*Work item*:
Extract all of the data and reproduce it precisely.

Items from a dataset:
++++++++

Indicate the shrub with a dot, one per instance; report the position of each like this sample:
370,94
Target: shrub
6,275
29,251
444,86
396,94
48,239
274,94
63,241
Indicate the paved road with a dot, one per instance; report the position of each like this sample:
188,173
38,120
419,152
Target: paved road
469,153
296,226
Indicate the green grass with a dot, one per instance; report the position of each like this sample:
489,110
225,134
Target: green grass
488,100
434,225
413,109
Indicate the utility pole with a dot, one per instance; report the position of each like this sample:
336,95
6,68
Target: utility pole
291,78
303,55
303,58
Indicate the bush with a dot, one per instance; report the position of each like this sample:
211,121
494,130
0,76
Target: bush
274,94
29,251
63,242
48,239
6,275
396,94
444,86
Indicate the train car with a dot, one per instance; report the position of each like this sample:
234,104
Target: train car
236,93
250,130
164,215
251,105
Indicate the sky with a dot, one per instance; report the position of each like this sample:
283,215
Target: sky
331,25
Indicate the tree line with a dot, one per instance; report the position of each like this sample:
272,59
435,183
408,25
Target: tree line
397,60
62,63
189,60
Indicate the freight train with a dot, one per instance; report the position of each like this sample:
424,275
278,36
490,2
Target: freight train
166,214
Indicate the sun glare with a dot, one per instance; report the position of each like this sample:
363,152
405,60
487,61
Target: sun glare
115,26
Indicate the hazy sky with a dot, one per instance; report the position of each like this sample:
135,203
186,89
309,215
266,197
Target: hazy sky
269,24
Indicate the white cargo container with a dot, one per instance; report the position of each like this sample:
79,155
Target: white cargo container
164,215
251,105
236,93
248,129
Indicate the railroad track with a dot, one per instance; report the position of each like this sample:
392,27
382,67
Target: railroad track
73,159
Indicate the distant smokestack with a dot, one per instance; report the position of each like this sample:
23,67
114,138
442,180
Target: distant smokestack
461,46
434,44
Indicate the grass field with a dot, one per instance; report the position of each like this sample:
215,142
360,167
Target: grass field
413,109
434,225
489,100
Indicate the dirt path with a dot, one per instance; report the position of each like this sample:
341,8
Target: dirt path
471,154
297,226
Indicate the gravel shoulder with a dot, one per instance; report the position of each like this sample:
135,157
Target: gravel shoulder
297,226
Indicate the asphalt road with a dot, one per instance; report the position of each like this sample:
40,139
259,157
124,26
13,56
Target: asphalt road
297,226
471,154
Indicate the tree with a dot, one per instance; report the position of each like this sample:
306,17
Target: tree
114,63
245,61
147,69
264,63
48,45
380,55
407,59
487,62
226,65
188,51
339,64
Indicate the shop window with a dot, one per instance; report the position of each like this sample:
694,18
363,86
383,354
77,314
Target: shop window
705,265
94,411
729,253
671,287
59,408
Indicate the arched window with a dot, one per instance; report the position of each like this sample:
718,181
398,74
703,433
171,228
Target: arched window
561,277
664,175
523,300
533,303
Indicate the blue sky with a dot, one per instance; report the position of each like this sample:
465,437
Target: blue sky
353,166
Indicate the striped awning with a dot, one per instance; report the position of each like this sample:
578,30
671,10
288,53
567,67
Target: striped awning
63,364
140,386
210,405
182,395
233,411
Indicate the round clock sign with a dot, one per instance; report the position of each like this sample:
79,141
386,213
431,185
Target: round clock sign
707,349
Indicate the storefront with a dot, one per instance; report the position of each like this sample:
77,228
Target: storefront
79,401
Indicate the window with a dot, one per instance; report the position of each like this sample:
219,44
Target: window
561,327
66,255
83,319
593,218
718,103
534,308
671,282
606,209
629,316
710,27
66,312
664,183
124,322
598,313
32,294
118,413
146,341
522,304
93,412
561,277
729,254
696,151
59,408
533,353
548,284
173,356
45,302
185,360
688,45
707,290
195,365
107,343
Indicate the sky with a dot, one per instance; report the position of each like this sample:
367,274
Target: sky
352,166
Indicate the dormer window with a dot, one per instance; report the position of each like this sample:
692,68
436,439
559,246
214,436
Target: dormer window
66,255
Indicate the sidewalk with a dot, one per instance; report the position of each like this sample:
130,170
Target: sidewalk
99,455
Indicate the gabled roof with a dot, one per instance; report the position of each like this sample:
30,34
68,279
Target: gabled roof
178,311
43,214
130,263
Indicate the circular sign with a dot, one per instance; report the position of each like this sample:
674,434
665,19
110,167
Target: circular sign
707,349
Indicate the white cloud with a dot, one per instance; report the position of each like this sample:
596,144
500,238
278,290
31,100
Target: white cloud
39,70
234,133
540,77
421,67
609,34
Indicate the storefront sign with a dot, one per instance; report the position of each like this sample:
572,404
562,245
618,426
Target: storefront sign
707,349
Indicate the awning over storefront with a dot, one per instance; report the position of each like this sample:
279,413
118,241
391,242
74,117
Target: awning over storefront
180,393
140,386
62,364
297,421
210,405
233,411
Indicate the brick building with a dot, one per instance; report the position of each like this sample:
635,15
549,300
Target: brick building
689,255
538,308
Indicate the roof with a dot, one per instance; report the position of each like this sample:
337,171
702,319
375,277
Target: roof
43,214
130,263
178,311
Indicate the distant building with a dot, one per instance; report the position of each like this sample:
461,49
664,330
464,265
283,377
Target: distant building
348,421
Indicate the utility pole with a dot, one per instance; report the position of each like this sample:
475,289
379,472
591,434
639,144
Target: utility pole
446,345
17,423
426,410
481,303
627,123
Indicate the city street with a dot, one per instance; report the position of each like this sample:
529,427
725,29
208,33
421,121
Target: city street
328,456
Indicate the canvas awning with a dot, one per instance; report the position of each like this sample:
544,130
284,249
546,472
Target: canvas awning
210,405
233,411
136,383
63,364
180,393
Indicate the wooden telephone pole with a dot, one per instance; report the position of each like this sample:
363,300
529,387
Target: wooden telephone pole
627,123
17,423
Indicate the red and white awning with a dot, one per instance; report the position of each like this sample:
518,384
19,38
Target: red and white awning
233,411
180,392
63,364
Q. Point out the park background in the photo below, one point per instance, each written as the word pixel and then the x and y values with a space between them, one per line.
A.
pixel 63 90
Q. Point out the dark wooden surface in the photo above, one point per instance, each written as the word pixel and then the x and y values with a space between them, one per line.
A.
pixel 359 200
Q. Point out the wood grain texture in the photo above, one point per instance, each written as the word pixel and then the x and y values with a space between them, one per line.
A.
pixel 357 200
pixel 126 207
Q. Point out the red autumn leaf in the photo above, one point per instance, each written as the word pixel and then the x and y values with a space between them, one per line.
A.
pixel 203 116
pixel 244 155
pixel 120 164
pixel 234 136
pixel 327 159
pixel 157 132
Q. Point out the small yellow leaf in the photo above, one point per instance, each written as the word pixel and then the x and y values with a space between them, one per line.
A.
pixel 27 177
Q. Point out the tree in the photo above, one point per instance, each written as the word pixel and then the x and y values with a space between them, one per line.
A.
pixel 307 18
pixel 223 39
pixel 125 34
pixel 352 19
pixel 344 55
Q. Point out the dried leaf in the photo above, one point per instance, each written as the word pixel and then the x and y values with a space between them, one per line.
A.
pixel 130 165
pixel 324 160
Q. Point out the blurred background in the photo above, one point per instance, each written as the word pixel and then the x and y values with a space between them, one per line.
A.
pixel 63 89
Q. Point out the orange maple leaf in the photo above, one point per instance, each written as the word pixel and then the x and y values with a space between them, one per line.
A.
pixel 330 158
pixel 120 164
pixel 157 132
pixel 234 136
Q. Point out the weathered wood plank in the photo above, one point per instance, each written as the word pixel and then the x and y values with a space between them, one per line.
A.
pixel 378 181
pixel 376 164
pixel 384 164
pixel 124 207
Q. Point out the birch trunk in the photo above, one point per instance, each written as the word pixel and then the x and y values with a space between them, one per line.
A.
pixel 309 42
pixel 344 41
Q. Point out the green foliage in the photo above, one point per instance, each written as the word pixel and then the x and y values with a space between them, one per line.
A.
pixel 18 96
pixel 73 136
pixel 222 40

++++++++

*Reply to the exercise*:
Indicate the shrub with a dot, one per instance; report the position of each like this sample:
370,94
Target: shrub
6,275
29,251
444,86
396,94
48,239
274,94
63,241
Indicate the paved road with a dot, one per instance; report the position of each like this sample:
188,173
38,120
419,152
Target: paved road
469,153
296,226
Indicate the green grass with a dot, one per instance; report the position of each like this sample:
489,110
225,134
Target: green grass
488,100
434,225
413,109
Indicate the utility pole with a dot, one per instance; report the position of each like this sample:
336,95
6,68
Target: utility pole
291,78
303,55
303,58
Indicate the bush with a dot, one per instance; report the position of each like this sample:
211,121
494,130
0,76
Target: bush
274,94
29,251
63,242
48,239
6,275
396,94
444,86
Indicate the train car with a dot, one per instance; report the position of each like this sample:
234,104
Target: train car
236,93
250,130
164,215
251,105
Indicate the sky with a dot, one per instance; report the position of each like this sample:
283,215
Target: sky
331,25
Indicate the tree line with a dot, one per instance; report the position of each like this sample:
272,59
435,183
408,25
Target: tree line
397,60
62,63
189,60
Indicate the freight train with a dot, one per instance; report the position of each like this sample:
424,275
278,36
490,2
Target: freight train
166,214
Indicate the sun glare with a dot, one per instance; report the position of each like this sample:
363,152
405,60
487,61
Target: sun glare
115,26
Indicate the hazy sky with a dot, one per instance; report the position of each like this sample:
135,203
186,89
309,215
266,197
Target: hazy sky
269,24
Indicate the white cargo container with a dot, one per instance; report the position of each like this sample:
79,155
Target: white cargo container
164,215
251,105
236,93
248,129
Indicate the railroad track with a dot, one per instance; report the position of each like this sample:
392,27
382,67
Target: railroad track
73,159
Indicate the distant smokestack with a dot, one per instance; report the position of each like this sample:
23,67
114,138
442,180
Target: distant smokestack
461,46
434,44
Indicate the grass field with a dot, one per instance; report the position of each like this sample:
215,142
360,167
Target: grass field
413,109
434,225
489,100
Indicate the dirt path with a dot, one per instance; report the position of each like this sample:
341,8
Target: dirt path
471,154
297,226
Indicate the gravel shoulder with a dot, one per instance; report the position of each like this sample:
135,157
Target: gravel shoulder
297,226
Indicate the asphalt road with a dot, one per instance; report the position of each like this sample:
40,139
259,157
124,26
13,56
Target: asphalt road
297,226
471,154
Indicate the tree with a dot, one per instance; report the position of each like this sample:
306,17
Target: tree
114,63
245,61
147,69
264,63
48,45
380,55
407,59
487,62
226,65
188,51
339,64
Indicate the shop window with a dot, one per instance; report the position of each like this sample:
694,18
363,86
383,354
77,314
Target: shop window
705,265
94,411
729,253
671,287
59,408
Indicate the arched window with a dot, one per instance; report the position of each like this sample:
718,181
398,74
703,433
171,228
Target: arched window
561,277
664,175
523,300
533,303
Indicate the blue sky with a dot, one per instance; report the position of each like this sample:
465,437
Target: blue sky
353,166
Indicate the striped awning with a dot, one per instance; report the position of each like this sample:
578,30
671,10
288,53
567,67
Target: striped awning
63,364
140,386
210,405
182,395
233,411
Indicate the round clock sign with a dot, one per instance; report the position of each like this sample:
79,141
386,213
431,185
Target: round clock sign
707,349
Indicate the storefront with a dot, one per instance; report the position of each like this sample:
77,228
Target: storefront
79,401
Indicate the window with a dot, one per instance; report the position of each like this sample:
219,44
Target: window
561,327
66,255
83,319
593,218
718,103
534,308
671,282
606,209
629,316
710,27
66,312
664,183
124,322
598,313
32,294
118,413
146,341
522,304
93,412
561,277
729,254
696,151
59,408
533,353
548,284
173,356
45,302
185,360
688,45
707,290
195,365
107,343
Indicate the sky with a dot, one per instance; report the position of each like this sample:
367,274
Target: sky
352,166
Indicate the dormer window with a dot, one per instance; report the position of each like this sample:
692,68
436,439
559,246
214,436
Target: dormer window
66,255
Indicate the sidewalk with a dot, one per instance; report the position of each like this sample:
130,170
Target: sidewalk
99,455
Indicate the gabled roof with a dot, one per instance; report the position of each like this sample:
30,34
68,279
Target: gabled roof
178,311
43,214
130,263
Indicate the circular sign with a dot, one per instance; report the position of each like this sample:
674,434
665,19
110,167
Target: circular sign
707,349
Indicate the white cloud with a dot, one per instance; report the position of each like this sample:
596,144
500,238
278,290
31,100
Target: white cloud
39,70
234,133
540,77
421,67
609,34
Indicate the storefront sign with a dot, one per instance; report the position of each like this sample:
572,404
562,245
618,426
Target: storefront sign
707,349
Indicate the awning over storefront with a dot, one per instance; report the position of each like this sample:
279,413
118,241
391,242
74,117
Target: awning over storefront
180,393
140,386
62,364
297,421
210,405
233,411
Indicate the brick building with a dot, one per instance; report the position of each like this sample:
635,15
549,300
Target: brick building
689,255
538,308
Indicate the roof with a dot, one per instance; report the position of each like this sample:
337,171
702,319
375,277
Target: roof
43,214
130,263
178,311
Indicate the distant building with a dot, one per instance; report the position of each like this sample:
461,49
664,330
464,265
283,377
Target: distant building
348,421
Indicate the utility pole with a dot, one per instance; report the position of each like this sample:
475,289
379,472
591,434
639,144
Target: utility pole
446,345
17,423
426,410
481,303
627,123
Indicate the city street with a dot, one per instance; report the position of each like this sample:
529,427
725,29
208,33
421,121
Target: city street
328,456
Indicate the canvas awning with a dot, one per instance; report the position of each like this sample:
544,130
284,249
546,472
Target: canvas awning
210,405
233,411
136,383
63,364
180,393
Indicate the wooden telephone pole with a dot, one per instance; report the position of each like this sample:
363,300
529,387
Target: wooden telephone pole
627,123
17,423
Indicate the red and white awning with a dot, one per instance; report the position of each like this sample:
518,384
19,38
Target: red and white awning
233,411
180,392
63,364
Q. Point out the park background in the photo below, one point per instance, each written as the word pixel and then the x and y values with a space between them, one per line.
A.
pixel 63 90
Q. Point out the dark wooden surface in the photo above, one point per instance, each written as the word pixel and then the x and y values with a space between them, one per line.
A.
pixel 359 200
Q. Point out the wood grain texture in the photo above, one point per instance, each written as the word pixel and then the x and y values with a space between them, one per line.
A.
pixel 357 200
pixel 126 207
Q. Point out the red autumn leaf in the photo above, one point per instance, each written as the word pixel and then the x and y values with a space between them, one per line.
A.
pixel 203 116
pixel 244 155
pixel 120 164
pixel 234 136
pixel 327 159
pixel 157 132
Q. Point out the small yellow leaf in the photo above, one point per instance, each written as the word pixel and then the x and y values with a space between them, one per line.
A.
pixel 27 177
Q. Point out the tree in the photo above, one point per instance, each written as the word pixel and then the x and y values with a space between them, one per line.
A.
pixel 307 18
pixel 223 39
pixel 125 34
pixel 352 19
pixel 344 55
Q. Point out the dried leaf in the photo above, one point per instance, each written as the word pixel and then the x and y values with a space between them, one per line.
A.
pixel 130 165
pixel 324 160
Q. Point out the blurred background in the photo above, one point per instance, each written as the word pixel and then the x and y values with a space between them, one per line.
A.
pixel 63 89
Q. Point out the orange maple leaf in the photo above, one point per instance, each written as the word pixel and then the x and y values with a space between them, one per line.
A.
pixel 330 158
pixel 120 164
pixel 157 132
pixel 234 136
Q. Point out the weathered wood plank in the photo above, one point per instance, each written as the word pixel and then the x and y values with a space between them, one per line.
A.
pixel 378 181
pixel 376 164
pixel 384 164
pixel 124 207
Q. Point out the birch trunk in the photo above, one point per instance, each written as the word pixel and then the x and y values with a space between them, one per line.
A.
pixel 309 42
pixel 344 41
Q. Point out the green foliage in the photo above, one point per instance, each written as the word pixel and then the x and y values with a space between them, one per line.
A.
pixel 18 96
pixel 73 136
pixel 222 40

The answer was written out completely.